# START OF SOURCE EXCERPT

Personality Types Theories

AKA

Character Types
Personality Tests
Personality Trait Theory
Type Theory

Focus

Classifying, modeling, and measuring personality

Principal Metaphors

While Personality Types Theories offer confident commentary and advice to educators with regard to learners’ personalities, they rarely address “learning” in any focused way. Consequently, it’s not unusual to encounter a diversity of metaphors. In our reading, across explications of Personality Types Theories, the most commonly invoked notions were consistent with the Attainment Metaphor and the Acquisition Metaphor:
  • Knowledge is … goal or object
  • Knowing is … reaching (a goal) or obtaining (an object)
  • Learner is … a traveler or a recipient
  • Learning is … getting (somewhere or something)
  • Teaching is … directing or delivering

Originated

Ancient, but broad academic interest emerged in the 1920s

Synopsis

Personality Types Theories comprise dozens of perspectives and tests focused on defining, componentizing, and quantifying personalities, typically by focusing on distinguishing traits (compare: Identity Discourses):
  • Trait – a quality of one's personality that is consistent across a range of contexts
Importantly, the following pairs are generally treated as synonyms across Personality Types Theories:
  • Character or Personality – the totality of one's observable personality traits (compare: Identity, under Identity Discourses)
  • Character Structure or Personality Structure – the organization of one's traits in an enduring character
  • Character Type or Personality Type – the category or categories into which one falls, based on the sorts of tests and taxonomies mentioned below
Most Personality Types Theories draw on or echo the serial work of Carl Jung, who was among the first to formally identify personality types and functions:
  • Psychological Functions (Cognitive Functions) (Carl Jung, 1910s) – mental processes that one tends to manifest regardless of circumstance and that are thus aspects of one’s personality. Jung suggested four main Psychological Functions – Thinking, Feeling, Sensation, Intuition – each of which he asserted can be either internally focused or externally focused.

# END OF SOURCE EXCERPT
# START OF DATASET RECORDS

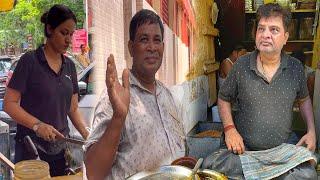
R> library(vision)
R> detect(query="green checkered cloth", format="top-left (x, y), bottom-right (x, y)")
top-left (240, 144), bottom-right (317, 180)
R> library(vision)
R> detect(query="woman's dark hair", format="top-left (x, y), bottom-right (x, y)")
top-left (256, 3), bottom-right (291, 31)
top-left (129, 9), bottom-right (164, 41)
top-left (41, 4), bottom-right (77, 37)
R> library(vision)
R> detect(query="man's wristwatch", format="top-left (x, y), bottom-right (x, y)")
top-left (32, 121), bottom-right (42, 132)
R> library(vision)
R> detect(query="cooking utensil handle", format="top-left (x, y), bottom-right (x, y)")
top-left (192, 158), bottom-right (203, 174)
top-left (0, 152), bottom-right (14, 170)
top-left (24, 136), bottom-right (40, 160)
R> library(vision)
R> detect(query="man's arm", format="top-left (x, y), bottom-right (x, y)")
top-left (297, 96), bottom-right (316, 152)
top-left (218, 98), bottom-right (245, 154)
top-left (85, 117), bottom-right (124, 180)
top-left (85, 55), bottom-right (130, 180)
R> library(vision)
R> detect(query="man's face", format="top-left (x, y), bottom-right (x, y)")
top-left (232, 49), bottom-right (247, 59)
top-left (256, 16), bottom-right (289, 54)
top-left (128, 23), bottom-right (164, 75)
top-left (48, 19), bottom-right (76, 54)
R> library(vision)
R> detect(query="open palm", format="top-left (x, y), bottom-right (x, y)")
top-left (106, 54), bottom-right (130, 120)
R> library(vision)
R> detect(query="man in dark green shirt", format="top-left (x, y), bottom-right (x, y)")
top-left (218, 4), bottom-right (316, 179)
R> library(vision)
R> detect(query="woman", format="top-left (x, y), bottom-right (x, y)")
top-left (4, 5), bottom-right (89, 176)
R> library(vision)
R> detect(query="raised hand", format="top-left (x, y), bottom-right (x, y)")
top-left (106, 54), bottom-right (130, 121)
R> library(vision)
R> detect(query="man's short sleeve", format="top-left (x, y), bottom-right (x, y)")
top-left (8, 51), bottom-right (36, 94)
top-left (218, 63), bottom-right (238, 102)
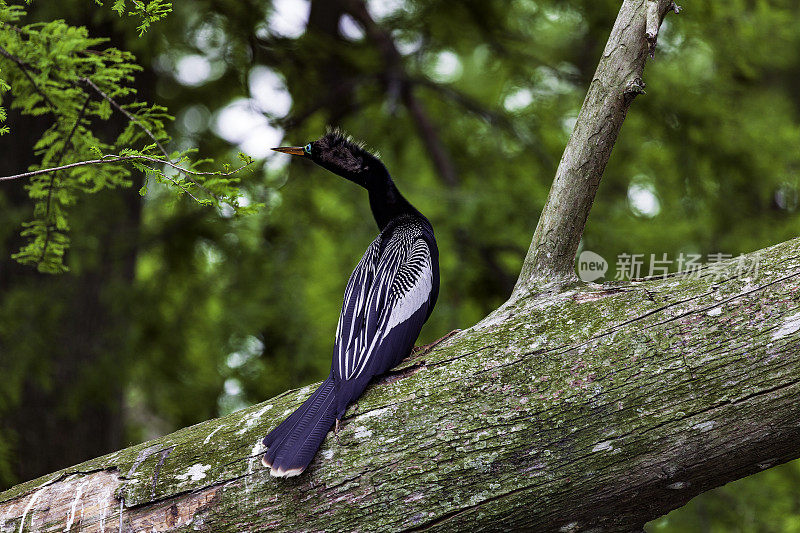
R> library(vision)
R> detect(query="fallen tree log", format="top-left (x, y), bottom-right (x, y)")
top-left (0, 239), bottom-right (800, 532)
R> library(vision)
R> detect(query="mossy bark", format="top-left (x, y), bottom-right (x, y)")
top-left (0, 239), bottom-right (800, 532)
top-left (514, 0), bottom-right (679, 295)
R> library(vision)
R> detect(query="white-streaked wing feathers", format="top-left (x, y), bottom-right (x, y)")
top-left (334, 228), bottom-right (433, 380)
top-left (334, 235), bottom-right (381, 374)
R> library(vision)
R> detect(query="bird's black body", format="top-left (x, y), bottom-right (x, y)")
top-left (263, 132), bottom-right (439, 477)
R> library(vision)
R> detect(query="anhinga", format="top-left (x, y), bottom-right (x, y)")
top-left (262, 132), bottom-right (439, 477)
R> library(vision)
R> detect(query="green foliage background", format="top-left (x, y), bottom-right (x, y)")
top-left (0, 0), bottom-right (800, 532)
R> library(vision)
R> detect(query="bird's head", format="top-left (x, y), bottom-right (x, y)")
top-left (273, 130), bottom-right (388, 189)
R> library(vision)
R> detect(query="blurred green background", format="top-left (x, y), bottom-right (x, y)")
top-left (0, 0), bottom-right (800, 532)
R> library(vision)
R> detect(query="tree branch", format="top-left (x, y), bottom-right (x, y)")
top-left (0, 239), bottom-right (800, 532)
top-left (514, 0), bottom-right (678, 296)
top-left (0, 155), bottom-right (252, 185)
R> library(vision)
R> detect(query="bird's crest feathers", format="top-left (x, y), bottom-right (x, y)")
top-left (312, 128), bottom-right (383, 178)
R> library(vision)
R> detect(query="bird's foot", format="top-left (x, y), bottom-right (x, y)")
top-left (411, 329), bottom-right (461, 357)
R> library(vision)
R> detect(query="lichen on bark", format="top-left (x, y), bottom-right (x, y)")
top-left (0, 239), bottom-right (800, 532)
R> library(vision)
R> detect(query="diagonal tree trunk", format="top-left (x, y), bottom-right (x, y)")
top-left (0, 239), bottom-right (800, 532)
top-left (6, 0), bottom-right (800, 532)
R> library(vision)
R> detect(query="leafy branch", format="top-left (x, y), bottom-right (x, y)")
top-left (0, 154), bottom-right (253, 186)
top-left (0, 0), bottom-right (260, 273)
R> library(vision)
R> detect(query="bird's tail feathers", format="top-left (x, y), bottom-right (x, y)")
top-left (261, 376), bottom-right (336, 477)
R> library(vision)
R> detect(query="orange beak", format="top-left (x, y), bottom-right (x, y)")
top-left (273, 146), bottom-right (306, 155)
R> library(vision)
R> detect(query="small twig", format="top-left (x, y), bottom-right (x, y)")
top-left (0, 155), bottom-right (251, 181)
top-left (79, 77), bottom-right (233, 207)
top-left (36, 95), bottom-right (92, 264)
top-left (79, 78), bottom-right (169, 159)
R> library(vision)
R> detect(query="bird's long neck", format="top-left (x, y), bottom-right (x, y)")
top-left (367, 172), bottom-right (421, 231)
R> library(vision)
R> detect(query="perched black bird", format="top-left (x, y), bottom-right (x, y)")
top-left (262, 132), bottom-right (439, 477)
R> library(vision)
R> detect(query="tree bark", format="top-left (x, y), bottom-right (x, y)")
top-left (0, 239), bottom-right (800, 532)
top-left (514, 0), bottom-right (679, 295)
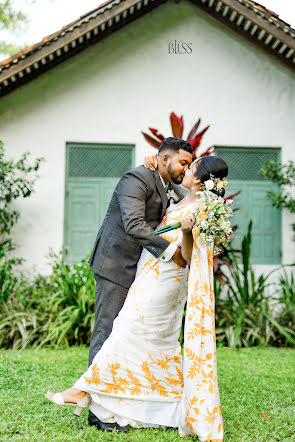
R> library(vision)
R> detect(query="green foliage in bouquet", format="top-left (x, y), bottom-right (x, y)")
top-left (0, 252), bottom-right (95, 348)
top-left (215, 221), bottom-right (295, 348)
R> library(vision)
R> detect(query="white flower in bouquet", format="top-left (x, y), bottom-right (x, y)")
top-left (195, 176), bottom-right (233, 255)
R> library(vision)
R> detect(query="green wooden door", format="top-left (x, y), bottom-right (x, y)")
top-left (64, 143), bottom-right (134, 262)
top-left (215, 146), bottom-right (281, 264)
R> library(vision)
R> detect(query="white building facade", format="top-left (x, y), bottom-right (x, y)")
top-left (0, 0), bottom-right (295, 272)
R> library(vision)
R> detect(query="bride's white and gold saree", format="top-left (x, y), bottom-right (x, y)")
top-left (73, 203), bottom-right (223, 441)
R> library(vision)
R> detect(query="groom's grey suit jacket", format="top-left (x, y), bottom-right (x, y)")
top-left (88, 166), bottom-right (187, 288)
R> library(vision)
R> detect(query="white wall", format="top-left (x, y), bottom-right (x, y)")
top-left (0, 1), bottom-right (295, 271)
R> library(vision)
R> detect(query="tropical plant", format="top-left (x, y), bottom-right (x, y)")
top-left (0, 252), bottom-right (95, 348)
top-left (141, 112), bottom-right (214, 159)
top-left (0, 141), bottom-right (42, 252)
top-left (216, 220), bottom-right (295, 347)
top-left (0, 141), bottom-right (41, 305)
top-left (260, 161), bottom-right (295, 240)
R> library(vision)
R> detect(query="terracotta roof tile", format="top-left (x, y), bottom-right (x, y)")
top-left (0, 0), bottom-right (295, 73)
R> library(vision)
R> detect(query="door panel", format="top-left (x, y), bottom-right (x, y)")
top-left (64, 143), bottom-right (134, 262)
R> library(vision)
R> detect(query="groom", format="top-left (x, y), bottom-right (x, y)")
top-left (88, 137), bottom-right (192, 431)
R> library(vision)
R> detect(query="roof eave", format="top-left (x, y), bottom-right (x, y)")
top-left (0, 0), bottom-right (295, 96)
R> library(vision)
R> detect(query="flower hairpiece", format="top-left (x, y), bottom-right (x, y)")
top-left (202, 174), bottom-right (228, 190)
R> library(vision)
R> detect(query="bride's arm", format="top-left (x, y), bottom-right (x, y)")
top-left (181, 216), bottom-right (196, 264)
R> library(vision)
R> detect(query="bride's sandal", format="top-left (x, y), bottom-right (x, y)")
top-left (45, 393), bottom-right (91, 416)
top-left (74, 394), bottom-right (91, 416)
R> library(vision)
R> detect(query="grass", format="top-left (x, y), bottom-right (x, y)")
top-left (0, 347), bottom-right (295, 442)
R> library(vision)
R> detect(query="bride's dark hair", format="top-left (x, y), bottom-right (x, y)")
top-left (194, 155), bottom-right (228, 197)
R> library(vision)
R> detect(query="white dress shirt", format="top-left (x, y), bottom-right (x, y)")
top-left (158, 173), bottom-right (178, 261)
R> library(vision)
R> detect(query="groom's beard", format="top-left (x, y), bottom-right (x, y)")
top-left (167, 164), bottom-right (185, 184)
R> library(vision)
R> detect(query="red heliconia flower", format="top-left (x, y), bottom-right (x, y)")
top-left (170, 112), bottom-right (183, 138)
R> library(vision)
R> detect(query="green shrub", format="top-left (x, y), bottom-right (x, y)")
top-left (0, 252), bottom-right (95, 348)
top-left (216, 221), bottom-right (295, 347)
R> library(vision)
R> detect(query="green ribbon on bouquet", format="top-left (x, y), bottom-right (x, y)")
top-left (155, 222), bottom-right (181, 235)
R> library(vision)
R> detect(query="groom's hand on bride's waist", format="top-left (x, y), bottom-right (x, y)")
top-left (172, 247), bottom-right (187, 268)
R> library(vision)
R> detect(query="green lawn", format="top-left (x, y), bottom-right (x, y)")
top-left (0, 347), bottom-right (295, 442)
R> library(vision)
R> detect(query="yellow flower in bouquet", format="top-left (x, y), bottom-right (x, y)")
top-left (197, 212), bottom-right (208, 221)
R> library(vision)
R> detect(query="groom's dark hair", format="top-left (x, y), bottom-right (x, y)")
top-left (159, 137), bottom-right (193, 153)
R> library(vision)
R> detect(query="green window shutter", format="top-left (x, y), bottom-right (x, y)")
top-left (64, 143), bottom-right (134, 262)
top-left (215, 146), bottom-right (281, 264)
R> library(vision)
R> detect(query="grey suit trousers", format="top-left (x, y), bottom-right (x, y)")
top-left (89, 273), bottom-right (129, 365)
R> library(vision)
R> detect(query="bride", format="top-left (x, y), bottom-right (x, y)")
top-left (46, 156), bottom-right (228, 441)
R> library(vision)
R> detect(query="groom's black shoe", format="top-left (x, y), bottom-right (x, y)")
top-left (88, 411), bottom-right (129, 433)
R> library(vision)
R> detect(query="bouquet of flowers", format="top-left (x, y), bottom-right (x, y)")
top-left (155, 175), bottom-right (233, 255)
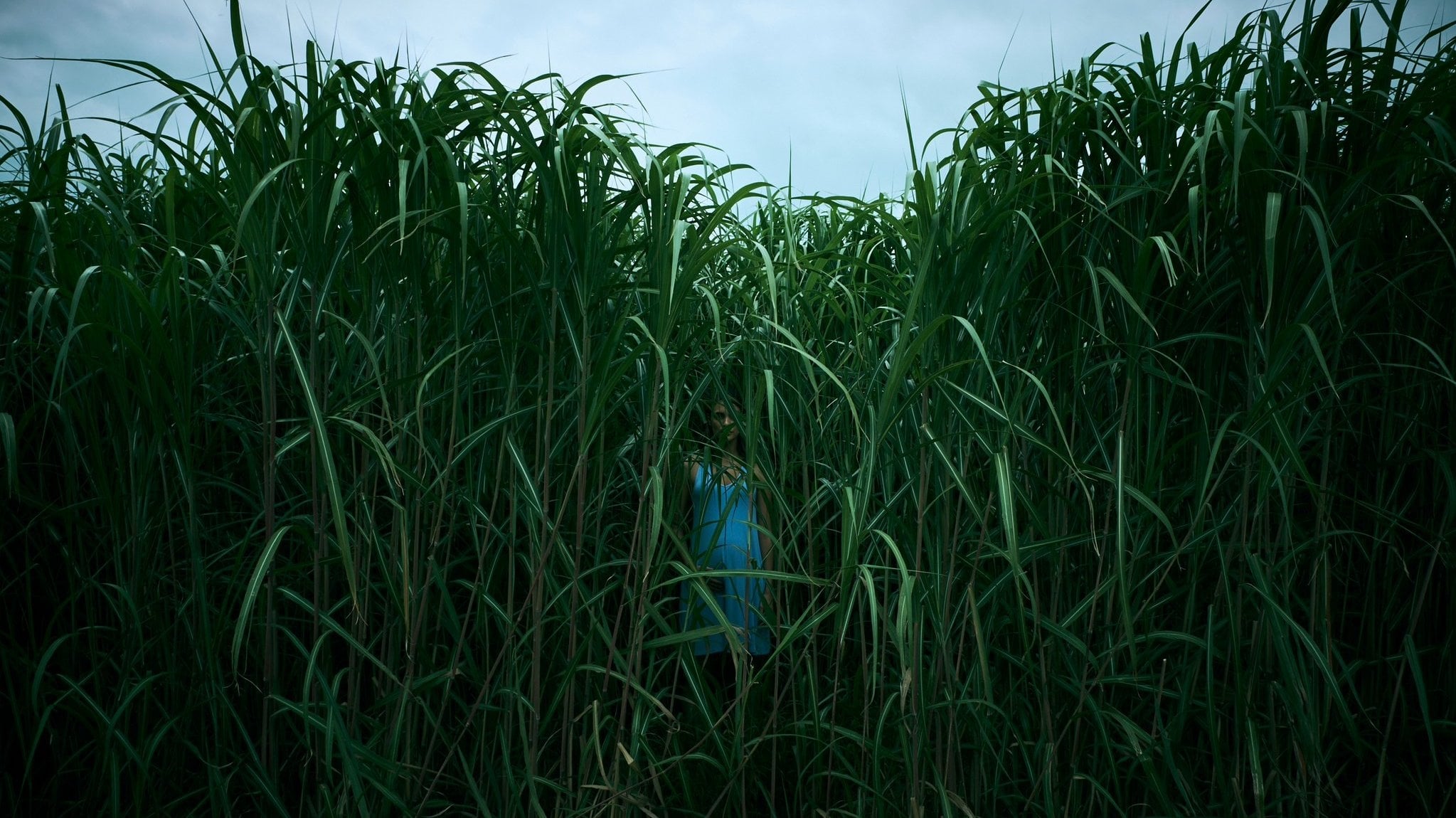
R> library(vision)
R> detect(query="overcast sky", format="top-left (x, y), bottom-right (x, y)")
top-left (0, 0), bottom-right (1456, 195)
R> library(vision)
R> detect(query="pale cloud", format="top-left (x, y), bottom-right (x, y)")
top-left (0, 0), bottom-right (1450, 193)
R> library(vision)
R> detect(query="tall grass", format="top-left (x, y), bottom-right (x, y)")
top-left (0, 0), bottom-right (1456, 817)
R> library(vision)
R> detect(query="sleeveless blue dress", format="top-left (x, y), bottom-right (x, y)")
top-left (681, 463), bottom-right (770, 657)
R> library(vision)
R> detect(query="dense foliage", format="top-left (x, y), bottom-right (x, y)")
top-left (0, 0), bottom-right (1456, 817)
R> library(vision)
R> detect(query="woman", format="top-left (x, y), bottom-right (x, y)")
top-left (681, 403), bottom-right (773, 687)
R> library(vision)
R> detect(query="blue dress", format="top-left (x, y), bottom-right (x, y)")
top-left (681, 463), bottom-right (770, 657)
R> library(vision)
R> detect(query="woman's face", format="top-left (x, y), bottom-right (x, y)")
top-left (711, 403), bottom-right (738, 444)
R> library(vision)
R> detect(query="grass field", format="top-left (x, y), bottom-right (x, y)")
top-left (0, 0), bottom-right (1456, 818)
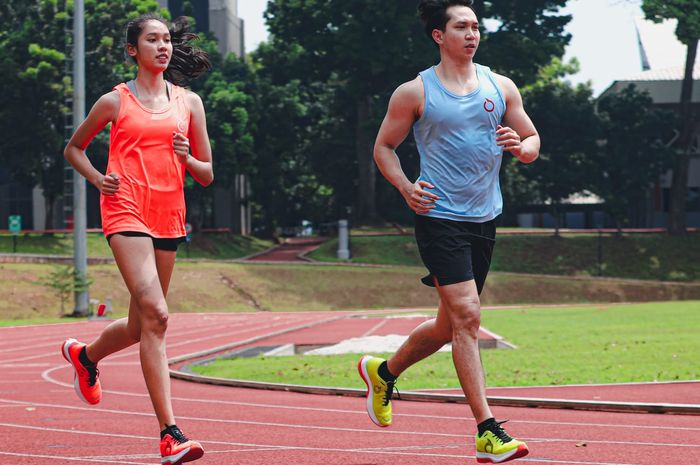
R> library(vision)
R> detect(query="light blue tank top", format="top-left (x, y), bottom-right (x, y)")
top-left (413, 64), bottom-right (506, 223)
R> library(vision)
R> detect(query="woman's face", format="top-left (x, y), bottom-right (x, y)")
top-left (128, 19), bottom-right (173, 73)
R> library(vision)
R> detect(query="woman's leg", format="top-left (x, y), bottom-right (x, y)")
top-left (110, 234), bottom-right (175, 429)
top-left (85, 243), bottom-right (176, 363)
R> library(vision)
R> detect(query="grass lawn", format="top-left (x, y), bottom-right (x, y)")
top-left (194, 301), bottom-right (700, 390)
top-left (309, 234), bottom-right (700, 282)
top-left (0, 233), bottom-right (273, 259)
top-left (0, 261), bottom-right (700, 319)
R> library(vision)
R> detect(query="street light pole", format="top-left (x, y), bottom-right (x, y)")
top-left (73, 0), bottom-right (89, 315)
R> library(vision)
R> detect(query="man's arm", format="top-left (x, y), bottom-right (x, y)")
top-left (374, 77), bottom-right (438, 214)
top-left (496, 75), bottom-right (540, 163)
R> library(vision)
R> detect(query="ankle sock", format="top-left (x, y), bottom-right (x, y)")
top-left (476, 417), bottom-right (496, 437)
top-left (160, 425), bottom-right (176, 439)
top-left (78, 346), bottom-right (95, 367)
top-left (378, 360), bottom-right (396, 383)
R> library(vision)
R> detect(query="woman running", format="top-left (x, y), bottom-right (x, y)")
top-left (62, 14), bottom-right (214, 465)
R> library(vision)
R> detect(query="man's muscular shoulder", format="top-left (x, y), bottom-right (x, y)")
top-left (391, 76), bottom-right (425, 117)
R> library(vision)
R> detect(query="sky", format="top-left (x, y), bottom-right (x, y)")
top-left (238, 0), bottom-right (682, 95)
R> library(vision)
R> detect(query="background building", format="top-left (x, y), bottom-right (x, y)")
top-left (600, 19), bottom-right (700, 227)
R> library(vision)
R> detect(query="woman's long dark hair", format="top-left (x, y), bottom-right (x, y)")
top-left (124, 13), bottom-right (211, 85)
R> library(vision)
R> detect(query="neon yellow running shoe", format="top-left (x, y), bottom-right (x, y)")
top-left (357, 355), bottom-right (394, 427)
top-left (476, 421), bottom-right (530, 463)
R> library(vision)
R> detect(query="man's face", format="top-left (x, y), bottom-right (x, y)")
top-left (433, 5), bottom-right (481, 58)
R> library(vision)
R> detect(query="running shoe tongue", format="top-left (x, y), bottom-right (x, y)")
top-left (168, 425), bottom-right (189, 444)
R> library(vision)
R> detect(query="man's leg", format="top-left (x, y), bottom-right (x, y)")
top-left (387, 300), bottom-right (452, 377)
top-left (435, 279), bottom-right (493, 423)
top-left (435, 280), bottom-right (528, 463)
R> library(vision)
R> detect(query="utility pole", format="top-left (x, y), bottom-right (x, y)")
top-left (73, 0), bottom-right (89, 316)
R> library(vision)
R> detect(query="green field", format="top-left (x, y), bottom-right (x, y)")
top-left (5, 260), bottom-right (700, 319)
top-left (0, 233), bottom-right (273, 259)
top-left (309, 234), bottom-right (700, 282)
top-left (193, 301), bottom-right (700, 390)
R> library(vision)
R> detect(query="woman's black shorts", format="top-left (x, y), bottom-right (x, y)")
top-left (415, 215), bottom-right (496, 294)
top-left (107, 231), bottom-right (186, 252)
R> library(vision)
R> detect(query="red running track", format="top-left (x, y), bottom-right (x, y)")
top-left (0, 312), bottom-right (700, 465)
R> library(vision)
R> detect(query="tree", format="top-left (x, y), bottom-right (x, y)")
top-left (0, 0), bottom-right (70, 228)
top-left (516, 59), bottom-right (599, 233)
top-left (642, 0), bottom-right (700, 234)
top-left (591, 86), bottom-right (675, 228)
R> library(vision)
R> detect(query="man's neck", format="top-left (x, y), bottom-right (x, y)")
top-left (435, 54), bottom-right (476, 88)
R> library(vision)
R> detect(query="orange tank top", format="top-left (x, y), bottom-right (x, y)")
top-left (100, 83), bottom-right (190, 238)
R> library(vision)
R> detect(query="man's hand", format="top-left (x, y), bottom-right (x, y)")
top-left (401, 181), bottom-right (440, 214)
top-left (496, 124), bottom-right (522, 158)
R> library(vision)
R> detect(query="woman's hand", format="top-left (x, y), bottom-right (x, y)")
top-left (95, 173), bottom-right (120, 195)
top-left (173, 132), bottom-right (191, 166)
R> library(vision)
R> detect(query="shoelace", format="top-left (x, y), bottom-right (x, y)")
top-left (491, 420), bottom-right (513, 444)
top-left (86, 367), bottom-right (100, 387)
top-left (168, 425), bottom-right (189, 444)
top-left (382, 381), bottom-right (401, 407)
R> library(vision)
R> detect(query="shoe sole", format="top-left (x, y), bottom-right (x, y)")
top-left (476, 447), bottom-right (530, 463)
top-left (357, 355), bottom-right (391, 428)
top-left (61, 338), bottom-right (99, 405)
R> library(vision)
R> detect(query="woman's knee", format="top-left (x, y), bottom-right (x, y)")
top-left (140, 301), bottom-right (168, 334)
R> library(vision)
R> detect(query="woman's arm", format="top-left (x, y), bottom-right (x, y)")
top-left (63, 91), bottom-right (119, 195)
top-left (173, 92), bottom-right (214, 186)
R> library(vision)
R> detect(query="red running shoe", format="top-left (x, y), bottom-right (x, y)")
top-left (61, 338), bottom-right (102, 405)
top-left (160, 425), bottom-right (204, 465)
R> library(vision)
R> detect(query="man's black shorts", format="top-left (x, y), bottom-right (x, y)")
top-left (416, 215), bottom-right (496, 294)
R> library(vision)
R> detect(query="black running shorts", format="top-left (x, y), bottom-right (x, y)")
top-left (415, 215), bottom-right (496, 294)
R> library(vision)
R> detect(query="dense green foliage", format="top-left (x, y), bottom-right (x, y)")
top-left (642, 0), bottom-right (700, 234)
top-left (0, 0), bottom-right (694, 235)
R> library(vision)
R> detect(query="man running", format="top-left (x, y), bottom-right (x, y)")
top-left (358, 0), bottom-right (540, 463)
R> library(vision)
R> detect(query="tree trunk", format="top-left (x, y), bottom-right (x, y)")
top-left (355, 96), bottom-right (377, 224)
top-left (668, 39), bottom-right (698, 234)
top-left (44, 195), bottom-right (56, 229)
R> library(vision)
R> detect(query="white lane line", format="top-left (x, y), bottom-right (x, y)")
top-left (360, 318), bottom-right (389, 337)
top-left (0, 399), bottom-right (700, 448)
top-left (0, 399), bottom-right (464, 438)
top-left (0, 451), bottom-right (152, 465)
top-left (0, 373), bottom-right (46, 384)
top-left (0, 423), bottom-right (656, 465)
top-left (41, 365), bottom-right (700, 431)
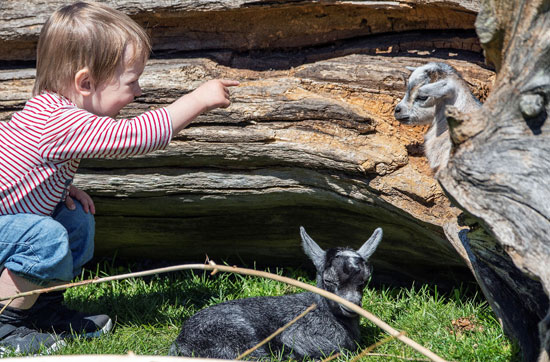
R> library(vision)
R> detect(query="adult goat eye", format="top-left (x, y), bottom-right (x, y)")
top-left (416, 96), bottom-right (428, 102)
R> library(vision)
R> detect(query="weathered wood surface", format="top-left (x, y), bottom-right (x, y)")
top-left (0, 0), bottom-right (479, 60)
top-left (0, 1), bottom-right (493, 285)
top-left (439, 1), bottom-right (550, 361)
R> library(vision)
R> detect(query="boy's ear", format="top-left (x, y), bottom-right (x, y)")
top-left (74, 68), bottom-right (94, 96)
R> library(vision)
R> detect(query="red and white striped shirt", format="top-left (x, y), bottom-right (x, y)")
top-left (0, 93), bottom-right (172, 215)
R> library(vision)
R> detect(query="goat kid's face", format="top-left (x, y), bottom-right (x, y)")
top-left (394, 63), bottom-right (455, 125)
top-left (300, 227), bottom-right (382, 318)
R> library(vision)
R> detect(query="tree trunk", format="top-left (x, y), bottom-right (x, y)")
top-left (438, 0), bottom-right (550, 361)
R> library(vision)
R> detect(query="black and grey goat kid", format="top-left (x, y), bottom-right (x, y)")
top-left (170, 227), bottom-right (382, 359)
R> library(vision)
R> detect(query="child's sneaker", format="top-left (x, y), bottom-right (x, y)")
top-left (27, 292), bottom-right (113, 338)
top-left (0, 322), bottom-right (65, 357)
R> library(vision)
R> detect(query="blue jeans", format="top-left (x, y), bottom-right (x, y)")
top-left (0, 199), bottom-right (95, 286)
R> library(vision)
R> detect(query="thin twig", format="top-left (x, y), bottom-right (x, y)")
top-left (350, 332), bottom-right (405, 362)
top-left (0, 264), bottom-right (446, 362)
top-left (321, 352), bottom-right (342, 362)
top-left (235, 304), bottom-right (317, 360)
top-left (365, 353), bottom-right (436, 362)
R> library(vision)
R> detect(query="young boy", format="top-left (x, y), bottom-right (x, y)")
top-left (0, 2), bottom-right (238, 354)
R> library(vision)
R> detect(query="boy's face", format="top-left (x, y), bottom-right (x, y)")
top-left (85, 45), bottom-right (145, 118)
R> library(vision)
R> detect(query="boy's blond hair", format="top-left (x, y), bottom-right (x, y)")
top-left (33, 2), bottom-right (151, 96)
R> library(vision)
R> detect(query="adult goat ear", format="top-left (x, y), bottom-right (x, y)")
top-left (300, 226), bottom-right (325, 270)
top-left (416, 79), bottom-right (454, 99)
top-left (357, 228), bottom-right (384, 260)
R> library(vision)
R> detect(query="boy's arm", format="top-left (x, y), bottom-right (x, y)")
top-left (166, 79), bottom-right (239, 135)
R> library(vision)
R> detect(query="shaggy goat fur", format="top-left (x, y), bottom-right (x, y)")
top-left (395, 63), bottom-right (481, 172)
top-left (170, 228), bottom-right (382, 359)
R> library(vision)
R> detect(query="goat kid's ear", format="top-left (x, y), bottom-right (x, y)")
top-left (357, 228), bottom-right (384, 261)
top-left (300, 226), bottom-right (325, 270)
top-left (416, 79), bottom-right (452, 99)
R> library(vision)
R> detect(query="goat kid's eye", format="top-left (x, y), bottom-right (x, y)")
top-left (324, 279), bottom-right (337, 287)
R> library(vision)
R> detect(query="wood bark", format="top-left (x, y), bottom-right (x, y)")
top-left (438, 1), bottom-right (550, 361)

# END OF DATASET RECORDS

EXERCISE TASK A>
According to the personality types overview, in what decade did broad academic interest in these theories emerge?
EXERCISE TASK B>
For each statement, say whether the personality types overview agrees, and quote the words that decide it. (i) Personality Types Theories usually address learning in a focused way. (ii) Jung proposed four main Psychological Functions. (iii) Character and Personality are generally treated as synonyms in these theories.
The material is drawn from a separate source unrelated to the text.

WRITTEN SOLUTION A>
The 1920s.

WRITTEN SOLUTION B>
(i) No: "they rarely address “learning” in any focused way"
(ii) Yes: "Jung suggested four main Psychological Functions"
(iii) Yes: "the following pairs are generally treated as synonyms across Personality Types Theories"